Do this: Copy out each line of the records below without changing a thing.

Excerpts from point annotation data:
⁂

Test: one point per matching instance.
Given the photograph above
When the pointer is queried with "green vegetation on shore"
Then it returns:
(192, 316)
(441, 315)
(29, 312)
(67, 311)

⁂

Worked solution:
Test: one point per matching instance.
Given the photograph above
When the pointer is queried with "green vegetation on shore"
Then it returns:
(192, 316)
(441, 315)
(29, 312)
(67, 311)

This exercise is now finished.